| EXTRACTED RECORDS |

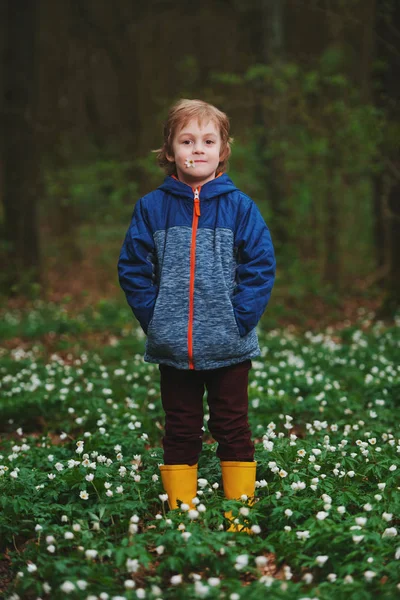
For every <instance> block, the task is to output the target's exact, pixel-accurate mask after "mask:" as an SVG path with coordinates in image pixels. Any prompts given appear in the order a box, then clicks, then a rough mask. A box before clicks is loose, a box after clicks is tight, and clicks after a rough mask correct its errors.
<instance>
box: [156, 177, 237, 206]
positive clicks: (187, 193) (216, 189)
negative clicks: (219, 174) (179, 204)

| WORK INSTRUCTION |
In your reply, every line of the material should appear exactly as written, and no picture should.

| EXERCISE OUTPUT |
For every <instance> block, the task is to output the target's exact, pixel-accurate mask after "mask:" as an SVG path with coordinates in image pixels. Any prompts given appear in the order a box, then clicks, then a rough mask. A box before clicks is loose, a box after clicks is tight, and clicks after a rough mask correct its errors.
<instance>
box: [156, 177, 237, 206]
positive clicks: (187, 193) (216, 189)
negative clicks: (219, 174) (179, 204)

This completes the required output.